■ SUPPLIED ENTRIES
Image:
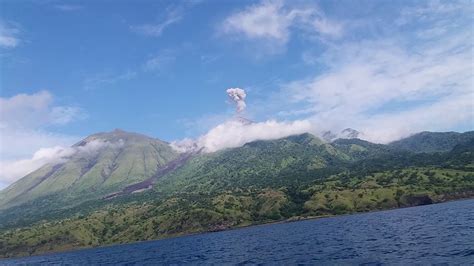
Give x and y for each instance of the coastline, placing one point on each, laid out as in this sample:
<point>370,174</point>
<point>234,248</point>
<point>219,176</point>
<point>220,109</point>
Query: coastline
<point>181,235</point>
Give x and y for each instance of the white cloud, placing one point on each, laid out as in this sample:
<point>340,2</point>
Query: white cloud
<point>234,133</point>
<point>271,22</point>
<point>101,80</point>
<point>14,169</point>
<point>27,111</point>
<point>266,20</point>
<point>23,122</point>
<point>9,35</point>
<point>390,88</point>
<point>172,15</point>
<point>160,61</point>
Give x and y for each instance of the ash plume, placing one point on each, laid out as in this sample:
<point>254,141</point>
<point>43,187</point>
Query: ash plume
<point>237,95</point>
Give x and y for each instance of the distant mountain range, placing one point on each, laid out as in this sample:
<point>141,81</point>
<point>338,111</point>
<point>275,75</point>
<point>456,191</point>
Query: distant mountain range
<point>119,187</point>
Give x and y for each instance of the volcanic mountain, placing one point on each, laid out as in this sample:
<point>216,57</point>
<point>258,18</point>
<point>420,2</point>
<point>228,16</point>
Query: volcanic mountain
<point>100,164</point>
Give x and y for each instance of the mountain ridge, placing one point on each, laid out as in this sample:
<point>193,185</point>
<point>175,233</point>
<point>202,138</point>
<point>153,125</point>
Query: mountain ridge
<point>291,178</point>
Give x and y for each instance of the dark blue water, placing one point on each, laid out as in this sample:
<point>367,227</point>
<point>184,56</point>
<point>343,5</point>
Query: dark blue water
<point>441,233</point>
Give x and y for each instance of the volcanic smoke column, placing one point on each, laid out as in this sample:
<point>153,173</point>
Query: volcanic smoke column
<point>238,97</point>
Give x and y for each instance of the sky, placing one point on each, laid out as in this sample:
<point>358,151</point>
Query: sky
<point>69,69</point>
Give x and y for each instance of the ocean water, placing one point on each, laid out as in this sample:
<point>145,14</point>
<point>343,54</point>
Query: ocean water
<point>441,233</point>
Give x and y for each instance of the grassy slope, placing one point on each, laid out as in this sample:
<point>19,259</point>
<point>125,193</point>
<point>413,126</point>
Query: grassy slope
<point>307,179</point>
<point>92,175</point>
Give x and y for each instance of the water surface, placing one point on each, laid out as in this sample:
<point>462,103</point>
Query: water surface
<point>441,233</point>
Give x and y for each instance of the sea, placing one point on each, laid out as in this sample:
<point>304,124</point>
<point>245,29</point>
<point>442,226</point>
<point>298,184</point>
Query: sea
<point>431,234</point>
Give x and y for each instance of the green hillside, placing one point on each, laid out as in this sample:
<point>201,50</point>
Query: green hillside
<point>293,178</point>
<point>432,141</point>
<point>103,163</point>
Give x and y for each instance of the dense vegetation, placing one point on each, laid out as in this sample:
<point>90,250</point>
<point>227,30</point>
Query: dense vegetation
<point>264,181</point>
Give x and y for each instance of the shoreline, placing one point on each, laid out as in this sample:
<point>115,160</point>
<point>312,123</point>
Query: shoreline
<point>288,220</point>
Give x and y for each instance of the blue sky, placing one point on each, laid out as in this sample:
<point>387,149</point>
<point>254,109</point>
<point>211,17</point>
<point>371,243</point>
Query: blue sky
<point>73,68</point>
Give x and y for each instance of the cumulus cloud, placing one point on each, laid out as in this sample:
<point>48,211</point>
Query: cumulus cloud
<point>393,87</point>
<point>235,133</point>
<point>15,169</point>
<point>34,110</point>
<point>23,122</point>
<point>238,96</point>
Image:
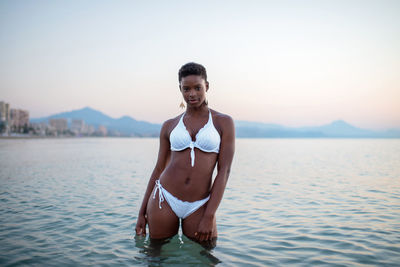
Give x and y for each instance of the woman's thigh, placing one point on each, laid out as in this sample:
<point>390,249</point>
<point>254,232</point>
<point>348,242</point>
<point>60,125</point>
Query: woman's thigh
<point>163,223</point>
<point>191,223</point>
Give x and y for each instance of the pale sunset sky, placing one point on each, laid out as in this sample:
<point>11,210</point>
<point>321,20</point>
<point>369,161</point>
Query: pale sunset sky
<point>295,63</point>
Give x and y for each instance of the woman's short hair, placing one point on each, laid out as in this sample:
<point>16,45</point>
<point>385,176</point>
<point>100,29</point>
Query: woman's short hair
<point>192,68</point>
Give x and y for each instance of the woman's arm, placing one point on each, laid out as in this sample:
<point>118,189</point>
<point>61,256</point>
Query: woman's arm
<point>164,154</point>
<point>225,157</point>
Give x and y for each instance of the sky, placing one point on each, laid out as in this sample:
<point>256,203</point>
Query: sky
<point>294,63</point>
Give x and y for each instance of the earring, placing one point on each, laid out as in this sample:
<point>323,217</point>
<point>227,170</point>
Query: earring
<point>182,105</point>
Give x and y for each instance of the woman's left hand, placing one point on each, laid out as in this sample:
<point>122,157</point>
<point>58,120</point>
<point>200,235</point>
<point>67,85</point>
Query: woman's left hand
<point>205,229</point>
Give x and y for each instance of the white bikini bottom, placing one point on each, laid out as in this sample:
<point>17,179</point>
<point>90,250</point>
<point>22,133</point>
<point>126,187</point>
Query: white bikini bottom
<point>181,208</point>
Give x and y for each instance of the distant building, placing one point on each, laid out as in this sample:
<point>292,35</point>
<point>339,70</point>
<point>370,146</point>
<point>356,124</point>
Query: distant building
<point>4,117</point>
<point>4,111</point>
<point>60,125</point>
<point>19,119</point>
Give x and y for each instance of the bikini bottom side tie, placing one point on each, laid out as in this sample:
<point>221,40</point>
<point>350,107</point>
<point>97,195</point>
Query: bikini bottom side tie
<point>182,209</point>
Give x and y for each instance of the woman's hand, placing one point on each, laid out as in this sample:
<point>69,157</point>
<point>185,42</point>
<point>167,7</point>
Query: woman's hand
<point>205,229</point>
<point>141,225</point>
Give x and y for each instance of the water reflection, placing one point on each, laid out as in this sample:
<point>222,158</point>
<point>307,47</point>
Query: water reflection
<point>174,251</point>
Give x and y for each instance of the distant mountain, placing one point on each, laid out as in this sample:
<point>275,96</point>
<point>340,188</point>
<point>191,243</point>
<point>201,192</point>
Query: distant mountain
<point>125,125</point>
<point>247,129</point>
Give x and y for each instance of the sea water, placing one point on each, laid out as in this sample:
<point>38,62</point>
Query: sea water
<point>301,202</point>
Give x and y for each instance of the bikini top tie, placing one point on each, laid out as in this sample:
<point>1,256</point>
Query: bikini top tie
<point>207,138</point>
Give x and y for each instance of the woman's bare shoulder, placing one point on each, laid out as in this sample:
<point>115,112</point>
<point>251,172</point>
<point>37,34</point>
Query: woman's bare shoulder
<point>169,124</point>
<point>224,121</point>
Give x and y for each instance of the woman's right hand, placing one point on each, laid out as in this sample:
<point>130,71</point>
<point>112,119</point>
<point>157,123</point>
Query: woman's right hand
<point>141,225</point>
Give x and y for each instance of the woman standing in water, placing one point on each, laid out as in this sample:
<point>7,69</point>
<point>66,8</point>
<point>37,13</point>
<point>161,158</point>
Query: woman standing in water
<point>191,145</point>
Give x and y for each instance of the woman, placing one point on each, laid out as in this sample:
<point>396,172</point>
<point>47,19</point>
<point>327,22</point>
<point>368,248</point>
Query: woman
<point>191,145</point>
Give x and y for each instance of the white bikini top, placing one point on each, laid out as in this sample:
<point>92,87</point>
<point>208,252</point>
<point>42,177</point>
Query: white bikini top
<point>207,138</point>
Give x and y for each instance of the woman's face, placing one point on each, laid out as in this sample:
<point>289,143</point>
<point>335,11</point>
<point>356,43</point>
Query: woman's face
<point>194,88</point>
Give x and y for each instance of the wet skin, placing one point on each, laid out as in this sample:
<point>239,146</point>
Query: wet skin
<point>185,182</point>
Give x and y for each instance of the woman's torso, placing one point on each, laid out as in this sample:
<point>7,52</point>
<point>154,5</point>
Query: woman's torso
<point>180,178</point>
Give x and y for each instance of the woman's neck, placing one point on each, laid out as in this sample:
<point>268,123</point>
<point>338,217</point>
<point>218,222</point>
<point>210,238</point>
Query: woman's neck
<point>197,111</point>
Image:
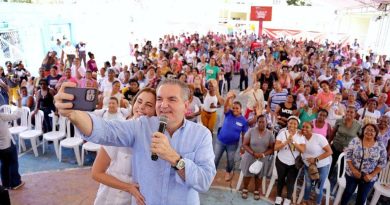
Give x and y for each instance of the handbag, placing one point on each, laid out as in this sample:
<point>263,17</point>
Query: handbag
<point>255,167</point>
<point>313,172</point>
<point>4,196</point>
<point>298,160</point>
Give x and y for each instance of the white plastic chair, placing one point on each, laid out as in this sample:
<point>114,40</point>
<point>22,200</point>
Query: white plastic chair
<point>380,189</point>
<point>71,142</point>
<point>239,182</point>
<point>273,177</point>
<point>88,146</point>
<point>224,86</point>
<point>24,124</point>
<point>55,136</point>
<point>6,109</point>
<point>326,187</point>
<point>341,182</point>
<point>32,134</point>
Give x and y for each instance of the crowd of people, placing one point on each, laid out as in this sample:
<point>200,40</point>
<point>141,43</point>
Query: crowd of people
<point>303,99</point>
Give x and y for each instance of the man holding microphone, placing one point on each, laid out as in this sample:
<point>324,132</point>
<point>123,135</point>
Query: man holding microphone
<point>186,158</point>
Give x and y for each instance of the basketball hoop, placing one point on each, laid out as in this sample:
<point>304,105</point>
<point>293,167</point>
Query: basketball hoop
<point>261,14</point>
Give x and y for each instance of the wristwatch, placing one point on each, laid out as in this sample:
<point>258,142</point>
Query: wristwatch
<point>180,164</point>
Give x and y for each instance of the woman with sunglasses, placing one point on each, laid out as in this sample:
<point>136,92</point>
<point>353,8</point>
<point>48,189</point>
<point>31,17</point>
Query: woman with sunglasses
<point>45,102</point>
<point>258,144</point>
<point>317,152</point>
<point>365,157</point>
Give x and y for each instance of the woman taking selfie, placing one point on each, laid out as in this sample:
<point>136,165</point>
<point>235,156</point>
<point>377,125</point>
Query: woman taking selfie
<point>290,145</point>
<point>258,144</point>
<point>112,166</point>
<point>365,157</point>
<point>318,152</point>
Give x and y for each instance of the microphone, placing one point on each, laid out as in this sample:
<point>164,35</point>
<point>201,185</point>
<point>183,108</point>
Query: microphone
<point>161,128</point>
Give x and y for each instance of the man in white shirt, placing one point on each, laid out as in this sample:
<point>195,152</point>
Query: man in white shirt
<point>114,112</point>
<point>327,76</point>
<point>190,54</point>
<point>296,59</point>
<point>106,84</point>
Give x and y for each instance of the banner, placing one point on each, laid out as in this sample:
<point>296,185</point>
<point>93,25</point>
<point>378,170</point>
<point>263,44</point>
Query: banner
<point>315,36</point>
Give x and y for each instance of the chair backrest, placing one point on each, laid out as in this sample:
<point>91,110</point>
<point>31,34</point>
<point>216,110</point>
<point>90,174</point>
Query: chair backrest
<point>54,119</point>
<point>62,122</point>
<point>384,176</point>
<point>24,117</point>
<point>68,130</point>
<point>6,109</point>
<point>339,160</point>
<point>38,120</point>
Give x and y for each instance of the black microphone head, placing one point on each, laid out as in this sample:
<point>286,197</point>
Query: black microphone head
<point>163,119</point>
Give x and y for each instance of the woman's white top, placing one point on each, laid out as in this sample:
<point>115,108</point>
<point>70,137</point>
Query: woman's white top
<point>332,114</point>
<point>208,100</point>
<point>107,97</point>
<point>314,148</point>
<point>120,168</point>
<point>285,154</point>
<point>254,97</point>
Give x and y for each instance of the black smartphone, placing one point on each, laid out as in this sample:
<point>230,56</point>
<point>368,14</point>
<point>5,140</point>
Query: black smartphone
<point>85,99</point>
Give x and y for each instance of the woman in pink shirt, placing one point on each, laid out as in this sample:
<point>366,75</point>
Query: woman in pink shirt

■ EXERCISE GOAL
Can you rewrite the part of the data from the line containing "Give x and y for each instance of the woman's white" through the end, both ends included, with "smartphone" replaced by "mobile phone" and nothing else changed?

■ PROBLEM SOLUTION
Give x and y for each instance of the woman's white top, placing one point on each, laid out as in this sample:
<point>115,108</point>
<point>70,137</point>
Query: woman's white top
<point>332,114</point>
<point>208,100</point>
<point>107,97</point>
<point>314,148</point>
<point>120,168</point>
<point>285,154</point>
<point>254,97</point>
Give x and y for each instance of the black mobile phone, placing one point on each, laid out as in this sample:
<point>230,56</point>
<point>368,14</point>
<point>5,140</point>
Query: black mobile phone
<point>85,99</point>
Give x and y for each instance of the woman in pink shirt, placing one point on each, laid out as in this sample:
<point>366,75</point>
Query: woman in pink shirt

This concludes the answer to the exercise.